» **Aim of the exercise**:
Report every line of the listing below in which the string "scouting" occurs.

--- Supplied material Enclosed Below ---

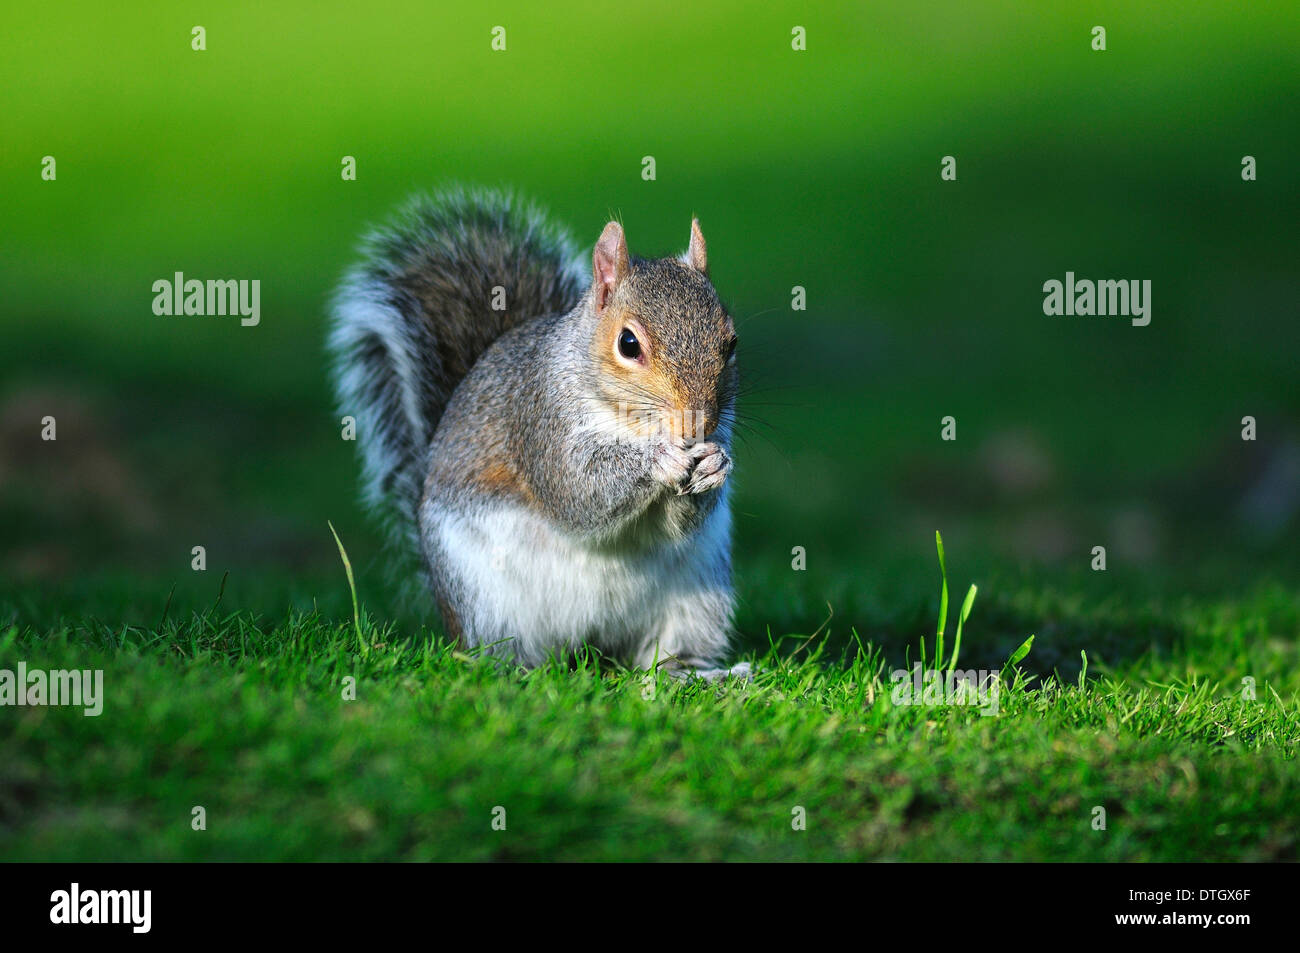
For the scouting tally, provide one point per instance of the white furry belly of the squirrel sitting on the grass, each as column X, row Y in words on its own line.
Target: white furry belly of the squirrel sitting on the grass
column 518, row 578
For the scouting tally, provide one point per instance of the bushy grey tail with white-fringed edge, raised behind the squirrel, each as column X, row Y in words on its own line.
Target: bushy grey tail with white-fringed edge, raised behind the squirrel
column 414, row 317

--- End of Enclosed Supplied material ---

» **The answer**:
For the scouting tally, provide one point per instance of the white furry belly of the squirrel sitting on the grass, each as column X, row Y in words on its own line.
For the scouting tally, provide one point per instance of the bushy grey tail with white-fringed edge, raised behind the squirrel, each as column X, row Y in words on its own line.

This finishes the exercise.